Weather or Not?: Last Winter's Record Snow Driven by Short-Term Meteorologic Patterns, Not Long-Term Climate Change

A new study helps to explain how extraordinary snowfalls occur despite global warming



IMAGE COURTESY OF WIKIMEDIA COMMONS

Just six months ago residents of the eastern U.S. were shoveling themselves out of the snowiest winter ever—weather that prompted mockery of global warming among some people. Now, scientists have a new explanation for why such anomalous snowstorms can coexist with global warming: The storms were kicked up by the convergence of two natural, large-scale weather patterns.

In order to better understand possible triggers of last year's media-dubbed "snowmaggedon," a team of scientists from Columbia University's Lamont–Doherty Earth Observatory analyzed more than 50 years of snow data as well as measurements of atmospheric pressure and sea-surface temperatures. They found that a combination of El Niño (periodic sea-surface warming in the tropical Pacific Ocean) with an unusual period of decreased variability in atmospheric pressure across the North Atlantic (known as the North Atlantic oscillation, or NAO) frequently results in a pile-up of snow in the mid-Atlantic region.

The NAO is a fluctuating pattern of air-pressure, extending from an area of low pressure that hovers over Iceland to a high-pressure region near the Azores, which helps to control the strength and direction of winds and storms across the Atlantic. When the NAO enters a negative phase, as it did last winter, the Icelandic low and the Azores high do not reach their respective pressure extremes. This causes freezing Arctic air to descend along North America's east coast. The researchers suggest that when those colder temperatures combined with the increased moisture delivered by El Niño, a greater amount of the precipitation in the area fell as snow.

= Raw data =
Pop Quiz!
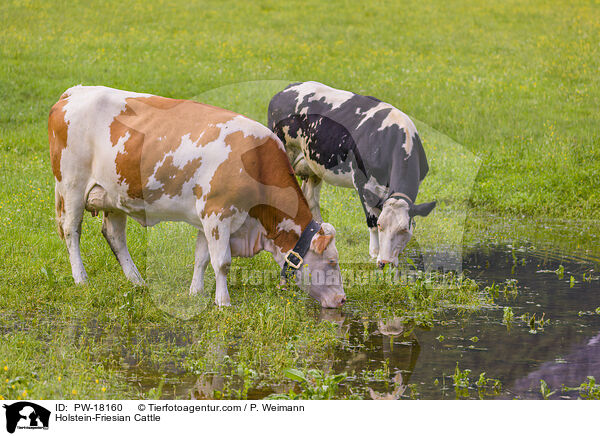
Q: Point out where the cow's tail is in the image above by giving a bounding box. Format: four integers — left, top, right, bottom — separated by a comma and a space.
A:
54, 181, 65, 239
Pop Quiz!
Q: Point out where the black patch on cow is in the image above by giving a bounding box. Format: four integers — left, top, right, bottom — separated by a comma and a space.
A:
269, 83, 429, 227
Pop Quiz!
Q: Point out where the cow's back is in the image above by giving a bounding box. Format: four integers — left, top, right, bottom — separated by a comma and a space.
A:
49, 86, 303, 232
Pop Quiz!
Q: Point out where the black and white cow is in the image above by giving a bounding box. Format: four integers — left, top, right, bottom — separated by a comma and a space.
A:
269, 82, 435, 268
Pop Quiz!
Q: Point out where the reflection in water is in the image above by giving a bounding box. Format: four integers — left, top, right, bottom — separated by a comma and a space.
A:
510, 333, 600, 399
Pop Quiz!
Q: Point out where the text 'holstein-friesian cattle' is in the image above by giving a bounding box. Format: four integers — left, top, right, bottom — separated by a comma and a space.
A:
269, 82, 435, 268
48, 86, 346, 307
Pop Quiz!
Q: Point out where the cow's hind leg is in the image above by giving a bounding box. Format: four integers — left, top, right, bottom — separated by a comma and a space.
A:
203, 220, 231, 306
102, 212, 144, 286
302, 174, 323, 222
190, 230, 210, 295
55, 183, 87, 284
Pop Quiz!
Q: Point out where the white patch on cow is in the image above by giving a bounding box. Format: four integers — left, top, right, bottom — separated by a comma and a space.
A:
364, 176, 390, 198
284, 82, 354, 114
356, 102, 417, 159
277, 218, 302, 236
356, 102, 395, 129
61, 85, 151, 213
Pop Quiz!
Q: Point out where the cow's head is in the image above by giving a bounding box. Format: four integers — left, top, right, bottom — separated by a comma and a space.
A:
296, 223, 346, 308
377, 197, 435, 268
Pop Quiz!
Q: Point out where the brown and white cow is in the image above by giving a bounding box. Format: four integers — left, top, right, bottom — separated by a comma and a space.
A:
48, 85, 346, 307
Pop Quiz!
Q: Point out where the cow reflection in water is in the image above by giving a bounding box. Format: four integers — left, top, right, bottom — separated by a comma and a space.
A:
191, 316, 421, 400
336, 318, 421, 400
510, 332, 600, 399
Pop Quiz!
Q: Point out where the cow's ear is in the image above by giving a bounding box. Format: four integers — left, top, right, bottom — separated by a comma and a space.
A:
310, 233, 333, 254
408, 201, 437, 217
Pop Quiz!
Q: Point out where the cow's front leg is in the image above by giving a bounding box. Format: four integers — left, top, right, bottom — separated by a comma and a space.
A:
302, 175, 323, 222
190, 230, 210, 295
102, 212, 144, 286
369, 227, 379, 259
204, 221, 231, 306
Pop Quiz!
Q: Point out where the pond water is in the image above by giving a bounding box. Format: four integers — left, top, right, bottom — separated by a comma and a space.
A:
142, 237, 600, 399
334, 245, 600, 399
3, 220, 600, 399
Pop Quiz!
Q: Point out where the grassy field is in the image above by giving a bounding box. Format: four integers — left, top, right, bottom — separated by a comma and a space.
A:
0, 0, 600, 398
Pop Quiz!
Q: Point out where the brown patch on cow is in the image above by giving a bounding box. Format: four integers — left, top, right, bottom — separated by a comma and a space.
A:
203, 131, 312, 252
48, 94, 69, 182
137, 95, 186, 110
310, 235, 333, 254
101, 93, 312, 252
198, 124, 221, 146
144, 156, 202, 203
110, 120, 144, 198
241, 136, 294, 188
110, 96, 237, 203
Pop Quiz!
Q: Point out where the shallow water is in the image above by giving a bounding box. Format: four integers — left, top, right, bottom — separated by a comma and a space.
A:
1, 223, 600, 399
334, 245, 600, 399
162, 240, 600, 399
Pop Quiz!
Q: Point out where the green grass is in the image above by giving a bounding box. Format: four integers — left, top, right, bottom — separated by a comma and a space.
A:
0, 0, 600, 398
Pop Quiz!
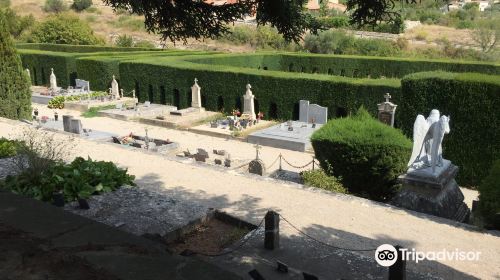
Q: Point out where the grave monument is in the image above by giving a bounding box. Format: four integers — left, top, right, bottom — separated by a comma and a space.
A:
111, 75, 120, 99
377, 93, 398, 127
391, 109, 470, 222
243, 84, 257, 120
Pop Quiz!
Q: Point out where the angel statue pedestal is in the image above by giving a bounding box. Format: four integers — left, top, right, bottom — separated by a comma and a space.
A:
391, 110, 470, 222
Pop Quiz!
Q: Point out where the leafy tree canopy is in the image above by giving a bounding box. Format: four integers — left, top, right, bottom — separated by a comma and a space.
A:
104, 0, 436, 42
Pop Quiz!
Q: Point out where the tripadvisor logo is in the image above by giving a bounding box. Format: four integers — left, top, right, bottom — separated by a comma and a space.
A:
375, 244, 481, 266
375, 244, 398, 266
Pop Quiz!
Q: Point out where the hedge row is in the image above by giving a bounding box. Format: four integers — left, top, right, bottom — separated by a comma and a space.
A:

= Problem to work on =
Reproduce the passage of the article on last winter's record snowfall from "A new study" up to and including "large-scale weather patterns.". The records are independent material and bear no relation to the text.

= Reply to the task =
A new study helps to explain how extraordinary snowfalls occur despite global warming



IMAGE COURTESY OF WIKIMEDIA COMMONS

Just six months ago residents of the eastern U.S. were shoveling themselves out of the snowiest winter ever—weather that prompted mockery of global warming among some people. Now, scientists have a new explanation for why such anomalous snowstorms can coexist with global warming: The storms were kicked up by the convergence of two natural, large-scale weather patterns.